— BEGIN Data shown —
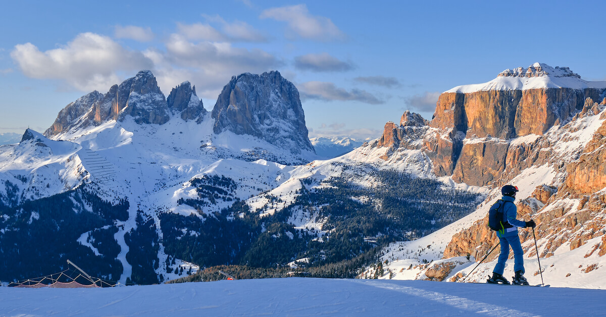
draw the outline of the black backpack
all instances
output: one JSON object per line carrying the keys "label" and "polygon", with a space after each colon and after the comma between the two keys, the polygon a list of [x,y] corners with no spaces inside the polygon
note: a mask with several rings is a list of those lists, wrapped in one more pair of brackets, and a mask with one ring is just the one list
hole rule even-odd
{"label": "black backpack", "polygon": [[488,227],[494,231],[505,232],[505,228],[513,227],[505,219],[503,209],[505,207],[505,201],[499,199],[490,206],[488,211]]}

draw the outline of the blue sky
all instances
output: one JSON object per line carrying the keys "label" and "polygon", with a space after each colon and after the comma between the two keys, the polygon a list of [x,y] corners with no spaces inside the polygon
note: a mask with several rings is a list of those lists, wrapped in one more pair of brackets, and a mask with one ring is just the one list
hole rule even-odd
{"label": "blue sky", "polygon": [[535,62],[606,80],[601,1],[3,1],[0,133],[43,132],[78,97],[150,69],[205,107],[231,76],[277,70],[310,136],[378,137],[407,109]]}

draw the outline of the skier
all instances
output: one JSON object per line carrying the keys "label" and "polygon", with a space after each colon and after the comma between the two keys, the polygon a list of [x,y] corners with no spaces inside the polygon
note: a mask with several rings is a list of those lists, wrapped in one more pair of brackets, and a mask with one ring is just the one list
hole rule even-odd
{"label": "skier", "polygon": [[505,185],[501,190],[501,193],[503,194],[501,199],[504,204],[503,214],[505,221],[509,224],[509,227],[506,226],[503,230],[497,232],[496,235],[501,242],[501,255],[499,255],[499,261],[493,270],[492,278],[488,280],[489,283],[510,284],[509,281],[503,277],[503,271],[505,270],[505,262],[509,258],[509,246],[511,245],[511,250],[513,250],[513,270],[516,272],[513,282],[517,285],[528,285],[526,278],[524,276],[524,261],[522,258],[524,252],[522,250],[520,238],[518,236],[518,227],[534,228],[536,225],[533,220],[524,222],[516,219],[518,216],[518,207],[513,201],[516,200],[516,193],[518,192],[518,187],[511,185]]}

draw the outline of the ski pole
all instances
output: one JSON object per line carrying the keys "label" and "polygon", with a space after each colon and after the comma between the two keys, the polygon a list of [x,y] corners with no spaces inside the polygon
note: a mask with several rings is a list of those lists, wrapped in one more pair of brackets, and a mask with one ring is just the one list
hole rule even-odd
{"label": "ski pole", "polygon": [[532,227],[532,237],[534,238],[534,250],[536,250],[536,260],[539,261],[539,273],[541,273],[541,284],[545,286],[543,282],[543,270],[541,269],[541,259],[539,258],[539,248],[536,246],[536,236],[534,235],[534,227]]}
{"label": "ski pole", "polygon": [[471,272],[469,272],[469,274],[468,274],[468,275],[465,275],[464,278],[463,278],[462,279],[461,279],[461,282],[462,282],[464,279],[465,279],[467,278],[467,276],[468,276],[471,275],[471,273],[473,273],[473,271],[474,271],[474,270],[476,270],[476,269],[477,269],[477,268],[478,268],[478,267],[479,267],[479,266],[480,265],[480,264],[482,264],[482,262],[484,262],[484,260],[485,260],[485,259],[486,259],[486,258],[488,258],[488,256],[489,256],[489,255],[490,255],[490,253],[492,253],[492,252],[493,252],[493,251],[494,251],[494,249],[496,249],[496,247],[498,247],[499,244],[501,244],[501,241],[499,241],[499,242],[497,242],[496,245],[494,245],[494,247],[493,247],[493,248],[492,249],[492,250],[490,250],[490,252],[488,252],[488,254],[487,254],[487,255],[486,255],[486,256],[484,256],[484,259],[482,259],[482,261],[481,261],[480,262],[479,262],[478,263],[478,265],[476,265],[476,267],[474,267],[474,268],[473,268],[473,270],[471,270]]}

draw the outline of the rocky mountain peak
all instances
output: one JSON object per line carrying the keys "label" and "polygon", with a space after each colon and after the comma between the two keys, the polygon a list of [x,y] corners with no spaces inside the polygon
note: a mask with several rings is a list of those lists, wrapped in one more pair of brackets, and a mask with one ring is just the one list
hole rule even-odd
{"label": "rocky mountain peak", "polygon": [[29,128],[25,130],[25,132],[23,133],[23,137],[21,138],[21,142],[25,142],[26,141],[33,140],[36,138],[36,136],[35,134],[35,132]]}
{"label": "rocky mountain peak", "polygon": [[205,113],[202,100],[196,95],[196,86],[184,81],[173,88],[166,98],[168,108],[181,113],[184,120],[192,120]]}
{"label": "rocky mountain peak", "polygon": [[402,127],[422,127],[428,125],[429,121],[425,120],[421,115],[410,112],[410,110],[404,112],[400,119],[400,125]]}
{"label": "rocky mountain peak", "polygon": [[499,74],[498,77],[574,77],[581,78],[581,76],[575,74],[568,67],[555,68],[542,63],[536,62],[527,68],[518,67],[513,70],[507,68]]}
{"label": "rocky mountain peak", "polygon": [[213,130],[249,135],[293,153],[314,152],[299,91],[279,72],[233,76],[211,113]]}
{"label": "rocky mountain peak", "polygon": [[90,112],[93,105],[103,99],[103,94],[95,90],[80,97],[59,112],[55,122],[45,132],[45,135],[52,136],[59,133],[73,125],[78,118]]}

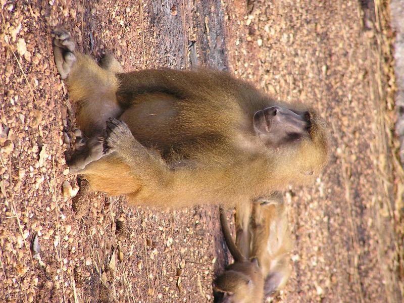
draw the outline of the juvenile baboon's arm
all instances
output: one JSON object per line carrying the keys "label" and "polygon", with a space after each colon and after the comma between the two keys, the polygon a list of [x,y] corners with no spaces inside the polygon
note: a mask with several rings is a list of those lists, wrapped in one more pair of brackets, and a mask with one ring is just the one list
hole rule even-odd
{"label": "juvenile baboon's arm", "polygon": [[241,254],[249,259],[250,253],[251,228],[250,222],[252,204],[244,203],[236,207],[235,225],[236,227],[236,245]]}
{"label": "juvenile baboon's arm", "polygon": [[107,148],[115,152],[147,185],[161,188],[168,180],[169,168],[133,137],[127,125],[116,119],[107,121]]}
{"label": "juvenile baboon's arm", "polygon": [[220,224],[222,225],[222,230],[229,250],[230,251],[235,262],[245,261],[246,258],[241,254],[238,248],[236,246],[234,241],[231,236],[225,210],[222,208],[220,208],[219,211],[220,212]]}

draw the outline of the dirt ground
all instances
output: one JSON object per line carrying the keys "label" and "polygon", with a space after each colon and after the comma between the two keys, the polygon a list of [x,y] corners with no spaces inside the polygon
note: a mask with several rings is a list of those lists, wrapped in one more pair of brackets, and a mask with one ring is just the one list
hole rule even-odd
{"label": "dirt ground", "polygon": [[273,299],[401,301],[389,5],[0,0],[0,301],[212,301],[212,280],[231,261],[216,207],[161,212],[100,193],[70,197],[74,116],[50,36],[63,26],[79,49],[97,60],[113,52],[127,71],[189,68],[196,54],[319,109],[331,159],[312,186],[285,193],[293,271]]}

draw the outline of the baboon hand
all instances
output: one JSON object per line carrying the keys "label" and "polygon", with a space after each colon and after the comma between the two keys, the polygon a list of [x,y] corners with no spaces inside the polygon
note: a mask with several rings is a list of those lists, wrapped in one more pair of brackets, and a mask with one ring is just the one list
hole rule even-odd
{"label": "baboon hand", "polygon": [[54,37],[55,63],[61,78],[66,79],[76,61],[74,54],[76,45],[70,33],[66,30],[55,29],[52,31],[52,36]]}
{"label": "baboon hand", "polygon": [[107,148],[113,152],[122,148],[123,144],[134,140],[126,123],[115,118],[107,120],[106,131]]}
{"label": "baboon hand", "polygon": [[112,152],[108,148],[104,137],[94,137],[86,139],[83,137],[80,130],[76,129],[74,133],[76,151],[68,163],[70,173],[72,174],[79,173],[90,162],[96,161]]}

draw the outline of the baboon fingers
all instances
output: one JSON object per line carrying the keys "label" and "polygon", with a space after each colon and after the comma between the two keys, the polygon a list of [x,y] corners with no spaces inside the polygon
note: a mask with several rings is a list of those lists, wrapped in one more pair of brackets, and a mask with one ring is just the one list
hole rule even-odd
{"label": "baboon fingers", "polygon": [[70,33],[65,29],[56,28],[52,31],[50,35],[54,38],[64,40],[70,36]]}

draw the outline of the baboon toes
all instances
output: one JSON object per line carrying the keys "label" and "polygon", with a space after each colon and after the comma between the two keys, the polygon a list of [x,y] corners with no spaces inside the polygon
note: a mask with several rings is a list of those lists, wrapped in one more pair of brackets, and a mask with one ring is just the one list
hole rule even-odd
{"label": "baboon toes", "polygon": [[76,60],[74,54],[76,45],[70,33],[64,29],[53,30],[52,36],[54,38],[55,63],[61,78],[66,79]]}
{"label": "baboon toes", "polygon": [[113,150],[120,142],[127,140],[133,137],[130,129],[126,123],[115,118],[107,120],[106,141],[109,148]]}

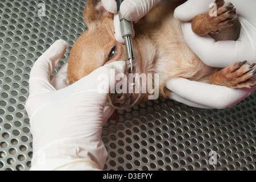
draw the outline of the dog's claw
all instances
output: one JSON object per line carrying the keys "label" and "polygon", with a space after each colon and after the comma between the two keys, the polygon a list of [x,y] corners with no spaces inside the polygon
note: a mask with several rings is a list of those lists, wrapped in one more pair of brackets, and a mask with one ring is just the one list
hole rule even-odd
{"label": "dog's claw", "polygon": [[250,86],[256,86],[256,81],[253,82],[250,85]]}
{"label": "dog's claw", "polygon": [[243,61],[242,62],[239,62],[238,66],[241,67],[241,66],[242,66],[243,64],[245,64],[246,63],[247,63],[247,61]]}
{"label": "dog's claw", "polygon": [[256,63],[253,63],[253,64],[251,64],[251,65],[250,65],[250,67],[249,67],[249,68],[250,68],[250,69],[253,68],[253,67],[254,67],[254,66],[255,66],[255,65],[256,65]]}
{"label": "dog's claw", "polygon": [[253,72],[253,75],[254,75],[255,74],[256,74],[256,69]]}

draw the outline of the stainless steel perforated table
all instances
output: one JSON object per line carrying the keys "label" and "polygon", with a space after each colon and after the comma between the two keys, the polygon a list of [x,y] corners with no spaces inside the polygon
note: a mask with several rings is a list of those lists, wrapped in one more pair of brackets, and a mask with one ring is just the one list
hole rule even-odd
{"label": "stainless steel perforated table", "polygon": [[[28,170],[33,138],[25,109],[30,71],[56,40],[68,59],[85,30],[85,0],[0,0],[0,170]],[[45,7],[45,16],[41,14]],[[106,170],[255,170],[256,94],[225,110],[159,99],[119,110],[102,140]]]}

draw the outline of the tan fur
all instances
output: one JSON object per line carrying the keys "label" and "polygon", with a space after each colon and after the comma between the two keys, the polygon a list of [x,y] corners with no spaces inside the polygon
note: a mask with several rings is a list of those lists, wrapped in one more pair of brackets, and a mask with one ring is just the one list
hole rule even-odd
{"label": "tan fur", "polygon": [[[186,44],[181,22],[173,16],[175,8],[186,1],[169,1],[166,5],[157,6],[134,24],[135,36],[133,39],[135,57],[133,62],[134,72],[139,74],[159,73],[159,94],[164,97],[167,97],[170,92],[165,88],[166,81],[175,77],[240,88],[241,85],[238,85],[241,80],[238,81],[233,78],[237,82],[234,81],[233,84],[230,84],[230,80],[226,79],[225,77],[226,75],[233,71],[233,67],[228,67],[225,72],[210,67],[205,65]],[[217,3],[219,3],[221,1],[223,0],[217,0]],[[219,4],[218,6],[219,8],[221,7]],[[211,20],[209,21],[207,16],[209,14],[207,15],[206,13],[195,17],[193,27],[195,32],[203,35],[211,32],[210,30],[216,31],[230,27],[229,24],[226,27],[222,24],[219,29],[215,26],[214,30],[211,30],[211,22],[218,20],[213,20],[211,18]],[[88,30],[74,43],[69,60],[67,73],[71,83],[105,64],[127,60],[125,46],[118,43],[114,36],[113,15],[104,11],[97,0],[88,0],[84,16]],[[219,16],[215,17],[215,19],[218,18],[220,18]],[[203,31],[202,27],[203,28]],[[225,35],[221,33],[214,35],[215,38],[222,40],[225,36],[226,40],[234,40],[239,35],[239,30],[235,27],[226,28]],[[234,34],[231,35],[227,34],[230,31]],[[109,52],[114,46],[116,46],[115,53],[109,60]],[[239,64],[237,64],[237,70],[240,72]],[[126,67],[126,73],[128,74],[128,61]],[[250,67],[246,68],[249,69]],[[245,70],[246,68],[244,68]],[[249,79],[250,77],[246,78]],[[243,84],[243,86],[249,87],[251,85],[251,82],[248,82],[247,85]],[[147,95],[140,95],[135,104],[146,100]],[[129,106],[134,104],[130,104]]]}

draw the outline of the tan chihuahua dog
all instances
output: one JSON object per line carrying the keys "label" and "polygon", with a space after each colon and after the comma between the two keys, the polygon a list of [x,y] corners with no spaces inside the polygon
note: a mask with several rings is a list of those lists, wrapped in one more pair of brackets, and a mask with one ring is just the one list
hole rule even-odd
{"label": "tan chihuahua dog", "polygon": [[[166,1],[134,23],[133,73],[152,75],[147,80],[151,80],[153,85],[155,82],[155,87],[154,76],[159,74],[159,89],[155,92],[163,97],[171,92],[165,88],[166,82],[177,77],[233,88],[255,86],[256,82],[250,78],[256,73],[253,69],[255,64],[249,65],[243,61],[224,69],[213,68],[205,64],[190,49],[184,40],[180,21],[173,16],[175,9],[185,1]],[[193,31],[199,35],[209,34],[216,40],[237,39],[241,25],[234,6],[223,0],[217,0],[215,3],[217,16],[207,13],[195,16],[192,20]],[[130,64],[125,47],[114,36],[113,15],[104,9],[101,2],[88,0],[83,15],[88,29],[79,37],[71,51],[67,71],[70,82],[74,83],[98,68],[119,60],[126,61],[125,74],[128,76]],[[142,93],[141,87],[149,80],[142,82],[137,80],[139,81],[135,84],[139,85],[139,92],[110,94],[113,106],[125,109],[148,99],[152,93]]]}

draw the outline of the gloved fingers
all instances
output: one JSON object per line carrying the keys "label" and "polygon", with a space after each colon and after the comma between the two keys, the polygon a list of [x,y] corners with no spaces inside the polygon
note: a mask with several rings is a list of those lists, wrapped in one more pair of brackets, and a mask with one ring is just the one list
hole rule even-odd
{"label": "gloved fingers", "polygon": [[50,76],[64,55],[67,44],[63,40],[57,40],[34,64],[29,80],[30,93],[51,91]]}
{"label": "gloved fingers", "polygon": [[182,21],[190,21],[195,16],[208,11],[215,0],[189,0],[177,7],[174,17]]}
{"label": "gloved fingers", "polygon": [[104,8],[109,12],[117,13],[117,2],[115,0],[101,0]]}
{"label": "gloved fingers", "polygon": [[56,89],[59,90],[70,85],[67,77],[67,61],[64,63],[58,73],[51,80],[51,85]]}
{"label": "gloved fingers", "polygon": [[136,21],[145,15],[161,0],[125,0],[120,6],[123,18]]}
{"label": "gloved fingers", "polygon": [[[237,41],[218,41],[209,36],[200,36],[193,32],[190,22],[182,22],[184,39],[191,50],[206,65],[225,68],[237,61],[247,60],[252,64],[256,60],[256,32],[253,30],[241,29]],[[248,31],[251,32],[249,33]]]}

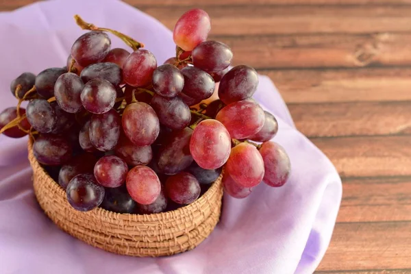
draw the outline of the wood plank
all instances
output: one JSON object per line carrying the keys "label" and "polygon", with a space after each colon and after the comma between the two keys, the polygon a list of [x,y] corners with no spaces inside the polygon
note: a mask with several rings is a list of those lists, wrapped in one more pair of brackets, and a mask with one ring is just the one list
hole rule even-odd
{"label": "wood plank", "polygon": [[411,138],[338,137],[311,140],[334,163],[341,177],[411,175]]}
{"label": "wood plank", "polygon": [[308,137],[411,134],[411,101],[288,104]]}
{"label": "wood plank", "polygon": [[261,71],[287,103],[411,100],[411,68]]}
{"label": "wood plank", "polygon": [[318,271],[411,269],[411,222],[337,223]]}

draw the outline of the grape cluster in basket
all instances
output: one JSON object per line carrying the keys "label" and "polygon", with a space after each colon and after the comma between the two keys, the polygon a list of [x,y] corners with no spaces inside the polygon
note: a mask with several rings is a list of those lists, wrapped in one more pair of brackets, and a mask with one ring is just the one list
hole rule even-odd
{"label": "grape cluster in basket", "polygon": [[[66,66],[18,76],[11,84],[17,107],[0,114],[3,134],[33,138],[36,158],[74,208],[175,209],[198,199],[223,169],[225,191],[236,198],[261,182],[286,183],[290,160],[269,141],[277,121],[252,99],[258,74],[229,67],[229,47],[207,40],[206,12],[182,16],[176,56],[158,66],[142,43],[75,18],[90,32],[74,42]],[[107,32],[133,52],[111,49]]]}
— END Data shown —
Task statement
Return the lines above, from the one containing "draw the outline of the grape" to the end, exactly as they stand.

Result of the task
draw the outline of the grape cluster in basket
all instances
output: one JSON object per line carrying the keys "label" and "polygon", with a space after each colon and after the comma between the two keys, the polygon a list of [x,y] corners with no spaces inside the polygon
note: a mask with several rings is a list of those lists, wrapped in one more pair of brackets, and a mask with one ring is just the one list
hole rule even-odd
{"label": "grape cluster in basket", "polygon": [[[66,66],[18,76],[11,84],[17,107],[0,114],[3,134],[33,138],[36,158],[74,208],[175,209],[198,199],[223,169],[225,191],[236,198],[261,182],[286,183],[290,160],[269,141],[277,121],[252,99],[258,74],[229,67],[229,47],[207,40],[206,12],[182,16],[176,56],[158,66],[142,43],[75,18],[90,32],[74,42]],[[107,32],[133,52],[111,49]]]}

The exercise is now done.